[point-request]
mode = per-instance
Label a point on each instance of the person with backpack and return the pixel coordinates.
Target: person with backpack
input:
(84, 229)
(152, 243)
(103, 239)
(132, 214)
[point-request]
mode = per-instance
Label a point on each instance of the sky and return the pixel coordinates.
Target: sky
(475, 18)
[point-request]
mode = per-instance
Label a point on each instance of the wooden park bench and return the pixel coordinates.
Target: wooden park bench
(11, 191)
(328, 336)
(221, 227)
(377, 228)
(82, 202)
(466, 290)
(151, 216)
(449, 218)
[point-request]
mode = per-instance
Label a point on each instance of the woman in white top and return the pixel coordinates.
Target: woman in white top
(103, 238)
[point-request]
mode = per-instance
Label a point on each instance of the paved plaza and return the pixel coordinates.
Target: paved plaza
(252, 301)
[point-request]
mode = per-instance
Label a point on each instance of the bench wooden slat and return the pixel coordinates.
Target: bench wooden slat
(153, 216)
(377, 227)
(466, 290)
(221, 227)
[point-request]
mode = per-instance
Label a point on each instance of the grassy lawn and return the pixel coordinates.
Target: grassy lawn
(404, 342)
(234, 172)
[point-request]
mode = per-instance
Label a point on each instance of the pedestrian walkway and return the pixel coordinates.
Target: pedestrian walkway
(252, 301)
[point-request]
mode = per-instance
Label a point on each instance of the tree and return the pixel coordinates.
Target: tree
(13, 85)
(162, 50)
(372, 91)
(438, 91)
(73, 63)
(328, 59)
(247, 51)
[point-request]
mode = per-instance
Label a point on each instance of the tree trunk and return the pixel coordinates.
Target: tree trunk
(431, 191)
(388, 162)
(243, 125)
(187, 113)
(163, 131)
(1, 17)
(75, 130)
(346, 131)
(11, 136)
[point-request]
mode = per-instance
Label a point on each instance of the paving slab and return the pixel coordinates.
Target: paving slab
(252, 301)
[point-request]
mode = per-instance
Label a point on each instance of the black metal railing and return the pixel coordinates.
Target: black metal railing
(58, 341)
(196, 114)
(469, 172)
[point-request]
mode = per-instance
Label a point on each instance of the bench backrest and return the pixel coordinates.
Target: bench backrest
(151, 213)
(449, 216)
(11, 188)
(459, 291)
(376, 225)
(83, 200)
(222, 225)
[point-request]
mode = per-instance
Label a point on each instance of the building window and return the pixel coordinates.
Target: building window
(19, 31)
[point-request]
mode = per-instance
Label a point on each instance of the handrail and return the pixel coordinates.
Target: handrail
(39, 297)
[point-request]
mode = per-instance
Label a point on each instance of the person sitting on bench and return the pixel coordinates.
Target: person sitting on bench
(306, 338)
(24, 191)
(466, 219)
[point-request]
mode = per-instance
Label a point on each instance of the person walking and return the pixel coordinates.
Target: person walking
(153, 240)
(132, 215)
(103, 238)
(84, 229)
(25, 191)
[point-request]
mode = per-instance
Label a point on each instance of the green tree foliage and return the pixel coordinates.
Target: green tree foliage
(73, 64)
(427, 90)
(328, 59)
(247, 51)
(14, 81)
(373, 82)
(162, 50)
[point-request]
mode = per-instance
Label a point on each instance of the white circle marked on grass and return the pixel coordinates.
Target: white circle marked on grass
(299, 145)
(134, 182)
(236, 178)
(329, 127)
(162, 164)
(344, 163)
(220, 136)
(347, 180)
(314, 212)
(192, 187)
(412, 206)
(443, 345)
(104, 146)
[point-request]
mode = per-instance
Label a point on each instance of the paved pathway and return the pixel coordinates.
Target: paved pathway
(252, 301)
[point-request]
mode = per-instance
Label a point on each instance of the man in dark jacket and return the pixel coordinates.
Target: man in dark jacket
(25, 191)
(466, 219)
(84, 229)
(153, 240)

________________________________________

§ What to work on: Extract all lines as given.

§ Task result:
[point-request]
mode = per-instance
Label a point on each instance of the person with backpack and return the pixel coordinates.
Target: person with backpack
input:
(84, 229)
(152, 243)
(103, 239)
(132, 214)
[point-request]
mode = per-instance
Label a point on each instance of the sky and return the pixel coordinates.
Target: sky
(475, 18)
[point-request]
mode = per-instance
Label a point on each instance of the wooden park bench and return the pixel coordinates.
Target: wooden park bench
(11, 191)
(328, 336)
(221, 227)
(377, 228)
(82, 202)
(466, 290)
(151, 216)
(449, 218)
[point-request]
mode = per-instance
Label a point on each instance of the woman in white top and return the pixel coordinates.
Target: woman in white top
(103, 238)
[point-request]
mode = per-instance
Label a point on each instance of the paved plaza and return the pixel coordinates.
Target: paved plaza
(252, 301)
[point-request]
mode = per-instance
Label a point on each instance of the bench wooden slat and return the pixel coordinates.
Target: bench wooden slat
(153, 216)
(377, 227)
(466, 290)
(221, 227)
[point-request]
mode = per-instance
Label a point on each instance of the grassy lawn and return the pixel coordinates.
Target: grassy lawn
(404, 342)
(234, 172)
[point-request]
mode = per-instance
Label a point on each instance of the pedestrian walkway and return the pixel coordinates.
Target: pedestrian walkway
(252, 301)
[point-request]
mode = per-instance
Label a point on each instance of the tree and return the pixel coordinates.
Target: tree
(13, 85)
(162, 50)
(372, 91)
(438, 91)
(73, 63)
(328, 59)
(247, 51)
[point-request]
mode = per-instance
Label a point on each instance of the tree trunk and return the pixel coordinates.
Target: tree trunk
(431, 191)
(388, 162)
(243, 125)
(187, 113)
(163, 131)
(1, 17)
(75, 130)
(346, 131)
(11, 136)
[point-request]
mode = per-instance
Label a point on each instance of the paving slab and return the pixel coordinates.
Target: paving slab
(252, 301)
[point-request]
mode = per-instance
Label a point on each instance of the black metal railing and return the pixel coordinates.
Target: black metal railing
(58, 341)
(196, 114)
(469, 172)
[point-request]
mode = per-instance
Label a point on each instance of the bench backrest and return the pixel coordinates.
Target: bench backrest
(151, 213)
(449, 216)
(11, 188)
(459, 291)
(376, 225)
(83, 200)
(222, 225)
[point-request]
mode = per-instance
Label a point on each instance of the building window and return the pixel coordinates.
Target: building window
(19, 31)
[point-request]
mode = per-instance
Label a point on each instance of the handrail and return the pixel coordinates.
Target: handrail
(39, 297)
[point-request]
mode = per-instance
Label a point on each instance of the person sitting on bench and return the pixel coordinates.
Target: person sitting on bench
(306, 338)
(24, 191)
(466, 219)
[point-request]
mode = per-instance
Label a point on each instance of the person walking and return the pixel coordinates.
Target: person walking
(153, 240)
(132, 215)
(103, 238)
(84, 229)
(25, 191)
[point-request]
mode = per-instance
Label a point on each instance of the green tree foliage and return the pixel coordinates.
Target: green tree foliage
(73, 64)
(427, 90)
(328, 59)
(247, 51)
(14, 81)
(373, 82)
(162, 50)
[point-request]
mode = per-instance
Label a point on each instance of the white circle marked on grass and return the pixel coordinates.
Target: white circle marked on grass
(299, 145)
(134, 182)
(236, 178)
(329, 127)
(162, 164)
(344, 163)
(220, 136)
(347, 180)
(314, 212)
(192, 187)
(412, 206)
(443, 345)
(104, 146)
[point-request]
mode = per-instance
Label a point on each instance of the paved pathway and return the pixel coordinates.
Target: paved pathway
(252, 301)
[point-request]
mode = per-instance
Label a point on each instance of the man in dark jacket and return the pixel coordinates.
Target: man in dark jacket
(25, 191)
(466, 219)
(84, 229)
(153, 240)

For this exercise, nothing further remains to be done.